Given problem 1 - In the forum post about selling the GTO, reproduce the passage starting at "Today, I will" and ending at "and beautiful machine....".
Given problem 2 - According to the forum post about selling the GTO, why is the poster parting with the car? Answer in one to three sentences.

Page excerpt -
# She Leaves me tonight



## NJG8GT (Nov 14, 2007)

Well, a few months ago I would say you were crazy if you asked me if I would consider selling my GTO. 

Since that time, I have come to realize that I would not be happy using my GTO as a daily driver and keeping her outside in the elements. Having to drive the kids in the winter snow to school while wife is at work with tahoe. I have even thought of building another garage, carport, and just keeping a cover on it. I am doing some more house projects and want to give my wife, children, animals the best possible envoirment to live in and did not want to spend anymore money on a hoopty car to drive daily with additional expenses of Jersey insurance, Registration, and up keep. I realized right now anyway, that the next few years while my children are young that mostly all of my attention needs to be geared towards them and my wife. Then when they are older and in college or working on a family of their own I will some day have that old 1970 GTO or new age GTO to sit back, pamper, and enjoy. That doesnt mean that the vehicle I will be getting now wont be pampered, modified, and etc...It means it will be more practical for my life at this moment...Maybe in a year or two Ill jump into a four door G8 GXP and then couple years down the road into a NEW AGE GTO. But, until that day happens, I still plan be active on this forum and to talk shop with all of you that I now consider my family..

Today, I will take my last ride in her to the new owner... It just so happens to be pouring miserably outside...I only have driven the GTO maybe twice in the rain...It was against my goat religion...The ride should be a good half hour to where I am to meet up with the luck new owner of a well taken care of and beautiful machine....

Data section -
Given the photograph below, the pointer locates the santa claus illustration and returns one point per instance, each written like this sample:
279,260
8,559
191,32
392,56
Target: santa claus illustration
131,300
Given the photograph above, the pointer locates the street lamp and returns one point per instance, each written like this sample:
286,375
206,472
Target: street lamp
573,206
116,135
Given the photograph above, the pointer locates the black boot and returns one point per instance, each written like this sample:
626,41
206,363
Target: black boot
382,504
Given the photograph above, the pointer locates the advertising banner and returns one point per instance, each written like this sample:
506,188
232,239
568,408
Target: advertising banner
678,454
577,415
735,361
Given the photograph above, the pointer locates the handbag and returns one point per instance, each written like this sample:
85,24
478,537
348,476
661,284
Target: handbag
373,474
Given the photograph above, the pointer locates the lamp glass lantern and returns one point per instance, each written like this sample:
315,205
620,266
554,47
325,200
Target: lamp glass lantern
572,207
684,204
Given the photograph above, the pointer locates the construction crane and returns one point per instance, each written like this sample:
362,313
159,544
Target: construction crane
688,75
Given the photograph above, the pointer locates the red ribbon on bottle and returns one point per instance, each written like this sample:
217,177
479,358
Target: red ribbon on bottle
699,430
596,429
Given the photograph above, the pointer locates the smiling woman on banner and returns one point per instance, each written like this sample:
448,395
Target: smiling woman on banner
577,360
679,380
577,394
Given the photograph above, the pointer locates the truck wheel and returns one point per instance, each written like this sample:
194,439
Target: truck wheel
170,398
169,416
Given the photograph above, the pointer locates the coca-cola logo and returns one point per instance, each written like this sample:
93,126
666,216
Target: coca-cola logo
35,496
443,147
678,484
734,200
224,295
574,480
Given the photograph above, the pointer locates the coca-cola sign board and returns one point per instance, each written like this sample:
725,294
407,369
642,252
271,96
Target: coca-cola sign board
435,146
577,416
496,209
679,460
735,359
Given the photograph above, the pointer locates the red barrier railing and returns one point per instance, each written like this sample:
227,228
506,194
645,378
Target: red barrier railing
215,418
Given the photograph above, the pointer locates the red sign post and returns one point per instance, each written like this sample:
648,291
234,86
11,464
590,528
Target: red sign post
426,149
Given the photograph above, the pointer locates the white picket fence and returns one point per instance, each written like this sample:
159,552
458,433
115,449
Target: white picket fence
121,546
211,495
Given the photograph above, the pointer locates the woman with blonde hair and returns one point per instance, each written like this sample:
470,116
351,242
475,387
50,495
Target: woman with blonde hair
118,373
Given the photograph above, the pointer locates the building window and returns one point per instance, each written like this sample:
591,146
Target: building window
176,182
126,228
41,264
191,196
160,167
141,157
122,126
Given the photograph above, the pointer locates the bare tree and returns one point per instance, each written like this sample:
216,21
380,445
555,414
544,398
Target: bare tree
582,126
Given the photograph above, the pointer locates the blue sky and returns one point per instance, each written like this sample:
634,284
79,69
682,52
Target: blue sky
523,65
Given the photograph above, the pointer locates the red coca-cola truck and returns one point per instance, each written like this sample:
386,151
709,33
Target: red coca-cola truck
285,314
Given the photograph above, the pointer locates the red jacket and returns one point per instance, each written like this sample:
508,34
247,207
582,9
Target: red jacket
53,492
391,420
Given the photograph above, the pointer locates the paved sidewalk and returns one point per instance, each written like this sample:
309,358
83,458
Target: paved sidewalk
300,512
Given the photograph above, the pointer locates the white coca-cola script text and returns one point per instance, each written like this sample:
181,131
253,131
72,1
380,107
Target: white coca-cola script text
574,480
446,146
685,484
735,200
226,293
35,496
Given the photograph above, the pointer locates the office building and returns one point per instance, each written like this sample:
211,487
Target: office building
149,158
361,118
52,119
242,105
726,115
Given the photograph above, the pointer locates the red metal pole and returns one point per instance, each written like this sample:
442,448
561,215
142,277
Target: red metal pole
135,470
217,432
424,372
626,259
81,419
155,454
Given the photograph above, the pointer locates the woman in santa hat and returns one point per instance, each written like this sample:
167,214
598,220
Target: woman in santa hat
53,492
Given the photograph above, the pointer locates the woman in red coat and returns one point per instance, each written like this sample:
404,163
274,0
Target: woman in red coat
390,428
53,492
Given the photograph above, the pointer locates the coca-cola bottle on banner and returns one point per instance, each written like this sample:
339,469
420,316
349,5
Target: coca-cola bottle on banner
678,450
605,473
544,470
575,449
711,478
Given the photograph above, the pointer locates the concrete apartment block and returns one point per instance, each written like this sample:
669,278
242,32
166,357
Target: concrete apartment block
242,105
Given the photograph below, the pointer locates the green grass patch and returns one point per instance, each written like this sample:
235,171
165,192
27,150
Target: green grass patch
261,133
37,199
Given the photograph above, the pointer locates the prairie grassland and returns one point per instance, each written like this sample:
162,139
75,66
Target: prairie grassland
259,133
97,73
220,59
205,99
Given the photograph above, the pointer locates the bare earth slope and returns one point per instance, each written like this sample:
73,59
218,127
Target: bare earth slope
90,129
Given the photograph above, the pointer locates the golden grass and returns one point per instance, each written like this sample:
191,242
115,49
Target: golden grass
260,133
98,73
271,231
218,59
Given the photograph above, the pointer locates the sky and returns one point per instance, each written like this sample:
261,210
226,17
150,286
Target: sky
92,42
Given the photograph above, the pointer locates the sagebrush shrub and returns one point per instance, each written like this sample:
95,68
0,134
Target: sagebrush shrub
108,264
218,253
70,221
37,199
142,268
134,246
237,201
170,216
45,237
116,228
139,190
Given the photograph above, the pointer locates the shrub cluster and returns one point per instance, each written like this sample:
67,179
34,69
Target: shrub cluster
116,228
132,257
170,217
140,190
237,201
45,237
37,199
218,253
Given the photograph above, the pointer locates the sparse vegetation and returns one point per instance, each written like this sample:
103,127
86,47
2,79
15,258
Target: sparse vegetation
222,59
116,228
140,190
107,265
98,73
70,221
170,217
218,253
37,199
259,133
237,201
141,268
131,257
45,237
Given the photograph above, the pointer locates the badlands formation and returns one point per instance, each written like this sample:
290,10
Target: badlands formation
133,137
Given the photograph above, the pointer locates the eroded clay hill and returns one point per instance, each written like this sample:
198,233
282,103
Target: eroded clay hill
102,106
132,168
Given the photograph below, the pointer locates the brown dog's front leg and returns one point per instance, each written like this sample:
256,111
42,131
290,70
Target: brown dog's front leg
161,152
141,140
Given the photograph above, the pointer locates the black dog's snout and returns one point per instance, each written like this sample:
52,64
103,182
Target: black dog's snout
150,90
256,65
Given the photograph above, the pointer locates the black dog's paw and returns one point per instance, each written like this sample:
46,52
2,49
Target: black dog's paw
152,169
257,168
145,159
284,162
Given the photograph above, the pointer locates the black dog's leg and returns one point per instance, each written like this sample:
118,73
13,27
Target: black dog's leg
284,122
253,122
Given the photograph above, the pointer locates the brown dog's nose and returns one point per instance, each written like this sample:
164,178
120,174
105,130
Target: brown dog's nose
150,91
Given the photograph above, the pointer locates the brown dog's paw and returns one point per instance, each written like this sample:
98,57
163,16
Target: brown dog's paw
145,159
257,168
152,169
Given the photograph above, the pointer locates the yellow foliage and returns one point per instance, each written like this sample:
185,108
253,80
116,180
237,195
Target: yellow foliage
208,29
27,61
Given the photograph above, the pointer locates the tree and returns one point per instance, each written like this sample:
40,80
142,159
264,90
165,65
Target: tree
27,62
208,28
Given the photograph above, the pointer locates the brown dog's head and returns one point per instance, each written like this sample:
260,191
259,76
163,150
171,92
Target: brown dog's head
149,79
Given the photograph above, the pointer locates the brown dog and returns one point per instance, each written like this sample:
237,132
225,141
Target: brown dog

Exercise output 1 -
Today, I will take my last ride in her to the new owner... It just so happens to be pouring miserably outside...I only have driven the GTO maybe twice in the rain...It was against my goat religion...The ride should be a good half hour to where I am to meet up with the luck new owner of a well taken care of and beautiful machine....

Exercise output 2 - He realized he would not be happy using the GTO as a daily driver and keeping it outside in the elements. While his children are young, he wants his attention and money to go to his wife, children and home rather than to a second car with the added costs of Jersey insurance, registration and upkeep.